====== Text extract ======
Director Re-Elections: Isabella Ocholla Wilson and George Maina were re-elected as directors; so was lawyer Michael Somen who required was an extra vote since he is over the age of 70 years He’s the Chairman of Access Kenya, but it seems NIC have a habit of de-emphasizing their directors board positions on other companies

Bonus share : The next motion, for NIC shareholders to receive 1 new bonus share for each 9 they own produced the first unscripted moment of the day and the hot button issue was again – rogue stockbrokers – three different shareholders asked the same question – i.e. NIC was giving them a bonus share, which they would be forced to take to a stockbroker who may sell this shares without their knowledge, or collapse with their shares/funds. The Chairman replied NIC Bank now had their own stockbrokerage firm NIC capital Securities where their shares would be safe. The war by banks against stockbrokers is still being waged in public – and a few days ago it was Equity Bank shareholders who were being given the same message –that their shares were safer with the strong commercial banks that they know and own, rather than with some small stockbroker

Purchase of 51% of S&F Bank: NIC is purchasing 51% of Savings & Finance, a Tanzanian Bank for a total cost of Kshs. 580 million (~$7.25 million). Continuing part of expansion and diversification since their 2007 rights issue that has seen them open branches in Kenya, an now make a cross-border investment; the vote brought out the most questions of the day;

Q. exchange rate change since deal was announced; why is some payment in Tanzania shillings and some in US$?
– mix of currencies is s how the Tanzanian owners requested it be paid. – the shillings is weaker and they are now paying about 2.1x book value compared to 1.9x earlier. Also some S&F shareholders live outside Tanzania
Q. The owners seem to be family/private individuals:
– True most companies start with individual shareholders only – and the institutional shareholder is the East African Development Bank. S&F was started in the 1990’s and its origins were in hire purchase business are similar to NIC. The shareholders with 49% are also going to be re-investing the NIC money in the banking, not taking it out.
Q. why is the bank attractive? Is it a leading bank in Tanzania – where does it rank?
======
Work to do.
In the NIC shareholder meeting text, swap "cross-border" for "regional" and rewrite the passage between "Purchase of 51%" and "some in US$?", inclusive.
====== Data records ======
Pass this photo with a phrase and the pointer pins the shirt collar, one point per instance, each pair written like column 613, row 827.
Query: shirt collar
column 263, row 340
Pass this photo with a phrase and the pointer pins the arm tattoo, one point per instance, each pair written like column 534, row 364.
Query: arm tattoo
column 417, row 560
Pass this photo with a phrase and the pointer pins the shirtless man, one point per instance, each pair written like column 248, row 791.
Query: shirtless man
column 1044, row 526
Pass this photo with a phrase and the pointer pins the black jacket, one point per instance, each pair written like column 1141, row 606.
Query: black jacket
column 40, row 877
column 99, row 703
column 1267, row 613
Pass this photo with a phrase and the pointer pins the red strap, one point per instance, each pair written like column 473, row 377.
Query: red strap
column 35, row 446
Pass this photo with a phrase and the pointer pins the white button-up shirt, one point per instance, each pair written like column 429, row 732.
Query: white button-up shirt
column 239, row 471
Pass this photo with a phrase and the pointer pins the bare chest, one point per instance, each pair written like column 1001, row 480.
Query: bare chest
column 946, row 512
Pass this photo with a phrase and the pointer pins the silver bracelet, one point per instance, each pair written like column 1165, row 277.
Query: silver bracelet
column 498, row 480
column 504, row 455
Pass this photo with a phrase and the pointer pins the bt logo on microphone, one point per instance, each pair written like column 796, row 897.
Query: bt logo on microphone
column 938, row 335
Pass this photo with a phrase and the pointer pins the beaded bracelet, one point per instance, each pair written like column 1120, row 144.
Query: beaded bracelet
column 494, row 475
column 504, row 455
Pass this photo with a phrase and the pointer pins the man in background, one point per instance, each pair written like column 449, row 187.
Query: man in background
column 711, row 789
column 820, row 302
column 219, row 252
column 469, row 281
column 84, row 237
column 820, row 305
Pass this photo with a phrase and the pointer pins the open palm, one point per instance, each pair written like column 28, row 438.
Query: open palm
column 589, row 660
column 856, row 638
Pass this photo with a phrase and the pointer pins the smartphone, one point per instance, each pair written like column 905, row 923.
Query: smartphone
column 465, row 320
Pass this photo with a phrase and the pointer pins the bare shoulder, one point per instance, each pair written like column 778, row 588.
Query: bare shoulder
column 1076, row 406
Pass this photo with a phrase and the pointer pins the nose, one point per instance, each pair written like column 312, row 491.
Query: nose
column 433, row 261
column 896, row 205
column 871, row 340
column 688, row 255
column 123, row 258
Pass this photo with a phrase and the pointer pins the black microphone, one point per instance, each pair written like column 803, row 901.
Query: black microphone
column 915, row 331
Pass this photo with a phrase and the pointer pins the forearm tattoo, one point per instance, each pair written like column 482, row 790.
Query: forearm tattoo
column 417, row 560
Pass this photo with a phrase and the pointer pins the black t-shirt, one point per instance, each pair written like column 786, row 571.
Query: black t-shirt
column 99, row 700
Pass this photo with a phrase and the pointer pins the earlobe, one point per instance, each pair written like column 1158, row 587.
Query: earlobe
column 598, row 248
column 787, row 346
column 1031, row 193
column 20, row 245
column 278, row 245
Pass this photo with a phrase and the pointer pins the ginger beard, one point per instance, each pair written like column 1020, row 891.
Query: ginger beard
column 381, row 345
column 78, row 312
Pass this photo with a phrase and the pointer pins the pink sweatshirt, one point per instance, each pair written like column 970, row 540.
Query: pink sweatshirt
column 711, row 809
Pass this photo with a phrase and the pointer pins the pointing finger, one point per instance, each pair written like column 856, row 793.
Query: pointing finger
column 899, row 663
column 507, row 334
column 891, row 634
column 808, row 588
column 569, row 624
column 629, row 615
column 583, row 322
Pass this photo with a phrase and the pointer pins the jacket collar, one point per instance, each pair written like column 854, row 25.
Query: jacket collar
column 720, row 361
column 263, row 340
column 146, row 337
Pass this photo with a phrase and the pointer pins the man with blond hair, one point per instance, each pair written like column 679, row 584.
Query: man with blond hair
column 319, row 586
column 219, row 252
======
Response to this exercise.
Purchase of 51% of S&F Bank: NIC is purchasing 51% of Savings & Finance, a Tanzanian Bank for a total cost of Kshs. 580 million (~$7.25 million). Continuing part of expansion and diversification since their 2007 rights issue that has seen them open branches in Kenya, an now make a regional investment; the vote brought out the most questions of the day;

Q. exchange rate change since deal was announced; why is some payment in Tanzania shillings and some in US$?